PROVIDED PASSAGE:

As it seems the R7000 seems the more stable and well-engineered device, but the reviews are mostly more than a half year old. Netgear is constantly pushing some firmware updates and things get improved. E.g. the R7000 got ReadyCLOUD support or Certified for CE DFS Channels. (Don't know what about the R7500 here)

Is the R7500 an improvement in the meantime? So is it the better one? Or should I still choose the R7000 because of its stability?

Thanks,
testing
 
Hi,

if you'd have to choose between the R7000 and the R7500, which one would you buy?

As it seems the R7000 seems the more stable and well-engineered device, but the reviews are mostly more than a half year old. Netgear is constantly pushing some firmware updates and things get improved. E.g. the R7000 got ReadyCLOUD support or Certified for CE DFS Channels. (Don't know what about the R7500 here)

Is the R7500 an improvement in the meantime? So is it the better one? Or should I still choose the R7000 because of its stability?

Thanks,
testing
Hi,
May I ask what is your definition of word "better" in your question? I used R7000, I am using R7500 now, not a heavy user with many devices. I don't have any issues personally with R7500 with latest f/w V1.0.0.92. I was using R7000 with Kong's dd-wrt which was good to me. too.

Records from a collection:
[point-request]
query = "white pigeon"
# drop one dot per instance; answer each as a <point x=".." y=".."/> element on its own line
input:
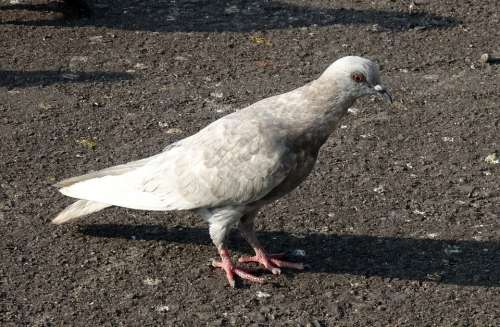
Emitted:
<point x="231" y="168"/>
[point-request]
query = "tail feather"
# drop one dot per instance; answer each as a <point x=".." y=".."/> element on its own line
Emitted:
<point x="111" y="171"/>
<point x="78" y="209"/>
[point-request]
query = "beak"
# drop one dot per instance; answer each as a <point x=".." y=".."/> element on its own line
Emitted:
<point x="383" y="93"/>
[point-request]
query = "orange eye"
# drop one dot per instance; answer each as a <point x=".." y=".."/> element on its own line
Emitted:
<point x="358" y="77"/>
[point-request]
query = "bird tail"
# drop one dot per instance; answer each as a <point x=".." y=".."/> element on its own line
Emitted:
<point x="78" y="209"/>
<point x="85" y="207"/>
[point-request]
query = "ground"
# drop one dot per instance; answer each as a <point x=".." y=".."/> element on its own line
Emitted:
<point x="399" y="220"/>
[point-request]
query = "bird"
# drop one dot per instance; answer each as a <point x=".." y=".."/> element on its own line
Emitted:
<point x="231" y="168"/>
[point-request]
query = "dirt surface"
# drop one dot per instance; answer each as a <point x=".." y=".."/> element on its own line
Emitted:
<point x="399" y="220"/>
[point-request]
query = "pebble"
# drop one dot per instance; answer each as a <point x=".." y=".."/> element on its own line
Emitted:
<point x="151" y="281"/>
<point x="261" y="294"/>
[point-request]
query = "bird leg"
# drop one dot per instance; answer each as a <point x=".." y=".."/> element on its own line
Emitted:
<point x="232" y="270"/>
<point x="271" y="262"/>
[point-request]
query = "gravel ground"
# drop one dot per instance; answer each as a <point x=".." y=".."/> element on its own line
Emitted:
<point x="399" y="220"/>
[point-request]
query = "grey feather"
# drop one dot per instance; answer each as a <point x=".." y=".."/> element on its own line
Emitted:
<point x="78" y="209"/>
<point x="239" y="162"/>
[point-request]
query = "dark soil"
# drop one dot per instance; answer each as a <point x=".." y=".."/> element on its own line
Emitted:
<point x="399" y="220"/>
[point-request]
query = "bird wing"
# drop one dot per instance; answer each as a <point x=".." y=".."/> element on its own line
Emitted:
<point x="230" y="162"/>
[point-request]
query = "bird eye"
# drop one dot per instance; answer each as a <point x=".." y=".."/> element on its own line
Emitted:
<point x="358" y="77"/>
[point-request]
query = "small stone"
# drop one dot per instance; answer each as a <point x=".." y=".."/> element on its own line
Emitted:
<point x="261" y="294"/>
<point x="353" y="111"/>
<point x="232" y="10"/>
<point x="174" y="131"/>
<point x="151" y="281"/>
<point x="298" y="253"/>
<point x="70" y="76"/>
<point x="162" y="308"/>
<point x="96" y="39"/>
<point x="217" y="94"/>
<point x="492" y="159"/>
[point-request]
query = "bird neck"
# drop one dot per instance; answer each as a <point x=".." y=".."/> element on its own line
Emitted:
<point x="328" y="104"/>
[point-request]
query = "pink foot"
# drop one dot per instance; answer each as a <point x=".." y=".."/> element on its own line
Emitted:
<point x="271" y="261"/>
<point x="232" y="270"/>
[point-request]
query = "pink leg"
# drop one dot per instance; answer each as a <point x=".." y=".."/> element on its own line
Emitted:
<point x="271" y="262"/>
<point x="232" y="270"/>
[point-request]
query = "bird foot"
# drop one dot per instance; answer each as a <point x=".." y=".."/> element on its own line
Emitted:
<point x="231" y="270"/>
<point x="272" y="262"/>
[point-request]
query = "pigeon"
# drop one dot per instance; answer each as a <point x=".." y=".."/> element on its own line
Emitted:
<point x="236" y="165"/>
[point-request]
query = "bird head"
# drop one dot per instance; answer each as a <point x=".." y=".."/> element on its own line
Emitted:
<point x="357" y="77"/>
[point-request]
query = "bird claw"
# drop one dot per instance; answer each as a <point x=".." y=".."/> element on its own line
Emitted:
<point x="272" y="262"/>
<point x="232" y="270"/>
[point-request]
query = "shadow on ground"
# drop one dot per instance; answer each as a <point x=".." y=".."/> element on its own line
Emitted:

TO BE DONE:
• a. Copy the router discussion above word for word between "if you'd have" and "to me. too.", inclusive.
• b. In the router discussion above, which firmware version does the person who replied report running on the R7500 without issues?
• c. Decide whether each statement agrees with the router discussion above, answering yes or no and quoting the words that settle it.
(i) The R7000 received ReadyCLOUD support.
(ii) Most of the reviews mentioned are recent.
(iii) The person who replied used the R7000 with Kong's dd-wrt.

SOLUTIONS PER TASK:
• a.
if you'd have to choose between the R7000 and the R7500, which one would you buy?

As it seems the R7000 seems the more stable and well-engineered device, but the reviews are mostly more than a half year old. Netgear is constantly pushing some firmware updates and things get improved. E.g. the R7000 got ReadyCLOUD support or Certified for CE DFS Channels. (Don't know what about the R7500 here)

Is the R7500 an improvement in the meantime? So is it the better one? Or should I still choose the R7000 because of its stability?

Thanks,
testing
Hi,
May I ask what is your definition of word "better" in your question? I used R7000, I am using R7500 now, not a heavy user with many devices. I don't have any issues personally with R7500 with latest f/w V1.0.0.92. I was using R7000 with Kong's dd-wrt which was good to me. too.

• b. V1.0.0.92

• c.
(i) Yes: "E.g. the R7000 got ReadyCLOUD support"
(ii) No: "the reviews are mostly more than a half year old"
(iii) Yes: "I was using R7000 with Kong's dd-wrt which was good to me."